» DATASET RECORDS
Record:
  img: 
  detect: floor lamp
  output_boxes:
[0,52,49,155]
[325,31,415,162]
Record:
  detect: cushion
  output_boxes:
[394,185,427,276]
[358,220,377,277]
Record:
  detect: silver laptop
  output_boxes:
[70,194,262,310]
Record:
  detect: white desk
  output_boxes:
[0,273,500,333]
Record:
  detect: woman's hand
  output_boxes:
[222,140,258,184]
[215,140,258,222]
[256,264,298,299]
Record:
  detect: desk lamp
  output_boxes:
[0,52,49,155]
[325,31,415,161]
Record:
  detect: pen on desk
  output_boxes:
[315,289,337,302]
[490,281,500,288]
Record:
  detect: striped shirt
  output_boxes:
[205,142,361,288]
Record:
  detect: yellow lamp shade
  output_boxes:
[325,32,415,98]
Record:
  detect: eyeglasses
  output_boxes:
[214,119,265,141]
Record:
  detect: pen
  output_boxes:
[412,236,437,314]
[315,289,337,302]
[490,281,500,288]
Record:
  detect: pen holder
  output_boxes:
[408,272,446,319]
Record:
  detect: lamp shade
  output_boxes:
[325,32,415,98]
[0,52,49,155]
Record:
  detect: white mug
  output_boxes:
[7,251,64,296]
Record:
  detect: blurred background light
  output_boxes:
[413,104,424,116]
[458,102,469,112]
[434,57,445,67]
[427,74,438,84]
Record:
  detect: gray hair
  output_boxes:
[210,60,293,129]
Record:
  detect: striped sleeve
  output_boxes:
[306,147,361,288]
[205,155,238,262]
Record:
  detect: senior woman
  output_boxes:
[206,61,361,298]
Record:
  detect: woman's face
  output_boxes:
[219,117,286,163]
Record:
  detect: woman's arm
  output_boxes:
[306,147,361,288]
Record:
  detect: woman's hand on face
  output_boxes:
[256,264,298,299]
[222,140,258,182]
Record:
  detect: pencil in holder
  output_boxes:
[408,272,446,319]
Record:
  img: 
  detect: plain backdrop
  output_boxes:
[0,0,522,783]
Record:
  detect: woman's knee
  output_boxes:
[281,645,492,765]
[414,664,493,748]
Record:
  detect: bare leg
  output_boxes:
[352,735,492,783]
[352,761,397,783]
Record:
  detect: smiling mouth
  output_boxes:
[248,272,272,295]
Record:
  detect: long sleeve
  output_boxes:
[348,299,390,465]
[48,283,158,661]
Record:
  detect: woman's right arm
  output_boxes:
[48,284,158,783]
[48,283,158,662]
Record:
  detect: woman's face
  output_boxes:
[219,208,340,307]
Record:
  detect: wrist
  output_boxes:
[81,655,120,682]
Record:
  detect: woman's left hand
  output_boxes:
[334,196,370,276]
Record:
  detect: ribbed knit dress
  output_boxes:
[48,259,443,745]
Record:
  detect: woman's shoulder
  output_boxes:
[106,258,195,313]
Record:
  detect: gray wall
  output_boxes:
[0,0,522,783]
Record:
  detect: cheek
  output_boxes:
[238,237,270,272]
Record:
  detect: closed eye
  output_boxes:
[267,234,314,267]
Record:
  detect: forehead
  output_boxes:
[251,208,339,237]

» SHORT TASK
Quote all of the lines above verbatim, from the first through the last.

» WRITTEN RESPONSE
Record:
  img: 
  detect: floor lamp
  output_boxes:
[0,52,49,155]
[325,31,415,162]
Record:
  detect: cushion
  output_boxes:
[394,185,427,276]
[358,220,377,277]
Record:
  detect: silver laptop
  output_boxes:
[70,194,262,310]
Record:
  detect: white desk
  output_boxes:
[0,273,500,333]
Record:
  detect: woman's hand
  output_boxes:
[222,140,258,184]
[215,140,258,222]
[256,264,298,299]
Record:
  detect: desk lamp
  output_boxes:
[0,52,49,155]
[325,31,415,161]
Record:
  detect: pen on desk
  output_boxes:
[315,289,337,302]
[490,281,500,288]
Record:
  detect: striped shirt
  output_boxes:
[205,142,361,288]
Record:
  detect: yellow lamp shade
  output_boxes:
[325,32,415,98]
Record:
  detect: eyeglasses
  output_boxes:
[214,119,265,141]
Record:
  detect: pen
  output_boxes:
[412,236,437,314]
[315,289,337,302]
[490,281,500,288]
Record:
  detect: pen holder
  output_boxes:
[408,272,446,319]
Record:
  detect: lamp shade
  output_boxes:
[325,32,415,98]
[0,52,49,155]
Record:
  detect: white mug
  output_boxes:
[7,251,64,296]
Record:
  detect: blurred background light
  output_boxes:
[413,104,424,116]
[458,102,469,112]
[434,57,445,67]
[427,74,438,84]
Record:
  detect: gray hair
  output_boxes:
[210,60,293,129]
Record:
  detect: striped sleeve
  output_boxes:
[306,147,361,288]
[205,155,238,262]
Record:
  detect: senior woman
  output_boxes:
[206,61,361,298]
Record:
  detect: woman's face
  output_boxes:
[219,117,286,163]
Record:
  detect: woman's arm
  output_boxes:
[306,147,361,288]
Record:
  detect: woman's hand on face
  output_boxes:
[256,264,298,299]
[222,140,258,182]
Record:
  detect: pencil in holder
  output_boxes:
[408,272,446,319]
Record:
  img: 
  detect: plain backdrop
  output_boxes:
[0,0,522,783]
Record:
  detect: woman's knee
  output_boxes:
[281,645,492,765]
[414,664,493,748]
Record:
  detect: bare leg
  output_boxes:
[352,735,492,783]
[352,761,397,783]
Record:
  detect: smiling mouth
  output_boxes:
[248,272,272,295]
Record:
  detect: long sleeve
  output_boxes:
[348,299,390,465]
[48,283,158,661]
Record:
  detect: woman's right arm
  output_boxes:
[48,284,158,783]
[48,283,158,662]
Record:
  detect: woman's face
  output_boxes:
[219,208,340,307]
Record:
  detect: wrist
  output_boxes:
[81,655,120,682]
Record:
  detect: woman's left hand
  output_boxes:
[334,196,370,276]
Record:
  detect: ribbed knit dress
  output_boxes:
[48,259,443,745]
Record:
  detect: woman's shoulder
  output_boxes:
[106,258,195,313]
Record:
  detect: gray wall
  output_boxes:
[0,0,522,783]
Record:
  detect: cheek
  output_boxes:
[238,237,270,272]
Record:
  detect: closed eye
  output_boxes:
[267,234,314,267]
Record:
  detect: forehead
  output_boxes:
[251,208,339,237]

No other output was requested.